Records to process —
-----

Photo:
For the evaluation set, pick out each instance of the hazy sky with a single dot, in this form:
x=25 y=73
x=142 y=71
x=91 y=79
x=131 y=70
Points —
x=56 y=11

-----

Task brief — Reproduce every record above line for line, leaving every character unchanged.

Output of the task —
Photo:
For the evaluation set, pick out each instance of the hazy sky with a single dot, in this form:
x=25 y=73
x=142 y=71
x=91 y=79
x=131 y=70
Points —
x=56 y=11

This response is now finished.